### Extract to read:
>>

Clone, Claude Dubois’ Fall 2013 album release, is made up of two recordings whose full duration is almost exactly the same, at just over 34 minutes – a coincidence that’s not so strange when you consider that both discs contain the exact same material in two different music styles: pop and acoustic.

Few artists have ever considered such a dangerous feat, with the possible exception of Michel Rivard, who came back with a solo acoustic version of Roi de rien (King of Nothing), his most recent album, although essentially in the form of downloadable demos.

Finding two completely different versions of the same music on the same release is an unusual home-studio-era achievement that inspires curiosity. So we asked a few questions of Claude Dubois, who explained that “the original idea was to use this album as a vehicle to freely explore the musical possibilities of the pop version of each song without being afraid of alienating my original fan base by exploring more modern sounds. I felt that they would be more likely to forgive me for it if I also provided them with more sober versions of the same material in the same box. And it worked.”

<<

Stored data
>>

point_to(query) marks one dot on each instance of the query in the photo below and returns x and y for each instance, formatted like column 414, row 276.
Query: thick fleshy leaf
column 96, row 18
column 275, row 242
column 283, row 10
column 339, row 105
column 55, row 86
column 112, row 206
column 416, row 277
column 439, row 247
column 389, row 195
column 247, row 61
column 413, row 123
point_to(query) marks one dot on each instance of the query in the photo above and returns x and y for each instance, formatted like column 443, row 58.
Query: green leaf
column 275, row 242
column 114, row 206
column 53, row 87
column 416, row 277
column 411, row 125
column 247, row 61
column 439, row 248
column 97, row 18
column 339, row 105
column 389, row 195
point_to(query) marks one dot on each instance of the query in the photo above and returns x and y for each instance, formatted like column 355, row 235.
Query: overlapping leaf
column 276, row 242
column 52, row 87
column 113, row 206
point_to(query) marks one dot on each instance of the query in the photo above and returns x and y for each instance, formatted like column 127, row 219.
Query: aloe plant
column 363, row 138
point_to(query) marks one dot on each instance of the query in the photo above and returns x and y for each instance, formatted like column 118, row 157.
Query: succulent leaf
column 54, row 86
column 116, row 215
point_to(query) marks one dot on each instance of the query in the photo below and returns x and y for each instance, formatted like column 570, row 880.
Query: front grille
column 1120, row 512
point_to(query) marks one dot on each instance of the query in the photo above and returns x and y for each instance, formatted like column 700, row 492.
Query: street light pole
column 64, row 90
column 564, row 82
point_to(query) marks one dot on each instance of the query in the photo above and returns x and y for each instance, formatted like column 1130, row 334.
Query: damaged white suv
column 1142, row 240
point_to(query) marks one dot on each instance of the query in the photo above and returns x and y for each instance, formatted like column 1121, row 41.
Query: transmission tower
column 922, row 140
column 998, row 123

<<

### Work instructions:
Write the next part of the piece on Claude Dubois' album Clone, starting right after its last sentence.

### Reply:
Along the way, Dubois discovered another side of his project that was to strengthen him in his purpose and give it a whole new meaning. “As I was moving back and forth between the two versions of the album’s songs, the meaning of each song started shifting. Early in the process, I had been brash enough to believe that as long as I was using the same tempos and structures, I would be able to use the same vocal tracks for both versions of each song, but it didn’t work out that way.

“I have to create some distance from the music industry to be able to write new songs.”

“Different arrangements called for different vocal treatments. In a pop mode, things are lighter and more relaxed, like in a travel sketchbook. But in an acoustic mode with guitar accompaniment, things become more serious, and you get the feeling that what you’re saying is being heard in a more personal way, so your perception of the song changes.”

Dealing with subjects that are in turn modern (“Textoyable”), personal (“Tout ce que j’ai fait” [“Everything I Did”]), or seldom used in Francophone songwriting (such as the lesbian relationship in “Amoureuse d’une amoureuse”), Clone is the first album of original songs Dubois has released in 10 years. The many reasons for this include the release of duets, Christmas songs and choral albums, a French tour, numerous Quebec concerts and a stint as a judge on the La Voix reality show.

“I have to take some distance from the music industry to be able to write new songs,” he explains. “I can’t be involved in any other activity lest I become influenced by the sounds I hear around me. Bottom line, I don’t find writing easy. Contemplation wouldn’t help either. At one time, probably as an excuse to have a bit of fun in an unfamiliar setting, I used to plan writing on trips, but I find there is more value in just facing a blank page right here at home. I’d rather feel free to take it all in as it’s happening, and them come back home and write a song about it and enjoy it all over again.”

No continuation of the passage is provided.